> [TRECHO DA PÁGINA]
______

Deve-se, ainda, dar o crédito à promoção de qualidade de vida nos demais aspectos não dependentes do trabalho, tarefa que comumente nos cabe, enquanto médicos do trabalho, fazer:
– Os programas de condicionamento físico, combate e prevenção ao tabagismo e controle da obesidade propiciam uma qualidade de vida melhor, especialmente após os 45 anos de idade;
– O controle dos fatores de risco de enfarte retardam as doenças coronarianas, contribuindo para diversos dos itens definidos pela OMS em qualidade de vida;
– E certamente o trabalho de prevenção do câncer e sua detecção precoce também estará contribuindo para uma vida de boa qualidade.

______

> [MATERIAL FORNECIDO]
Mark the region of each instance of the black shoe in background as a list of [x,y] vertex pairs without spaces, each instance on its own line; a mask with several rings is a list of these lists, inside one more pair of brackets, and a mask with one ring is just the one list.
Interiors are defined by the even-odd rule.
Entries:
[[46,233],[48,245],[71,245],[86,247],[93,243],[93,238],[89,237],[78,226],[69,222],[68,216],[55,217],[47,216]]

______

Reescreva a passagem do trecho sobre qualidade de vida que vai de "Deve-se, ainda, dar" até "de boa qualidade.", trocando "tabagismo" por "fumo". Baseie-se exclusivamente no trecho sobre qualidade de vida, sem recorrer aos dados.

Deve-se, ainda, dar o crédito à promoção de qualidade de vida nos demais aspectos não dependentes do trabalho, tarefa que comumente nos cabe, enquanto médicos do trabalho, fazer:
– Os programas de condicionamento físico, combate e prevenção ao fumo e controle da obesidade propiciam uma qualidade de vida melhor, especialmente após os 45 anos de idade;
– O controle dos fatores de risco de enfarte retardam as doenças coronarianas, contribuindo para diversos dos itens definidos pela OMS em qualidade de vida;
– E certamente o trabalho de prevenção do câncer e sua detecção precoce também estará contribuindo para uma vida de boa qualidade.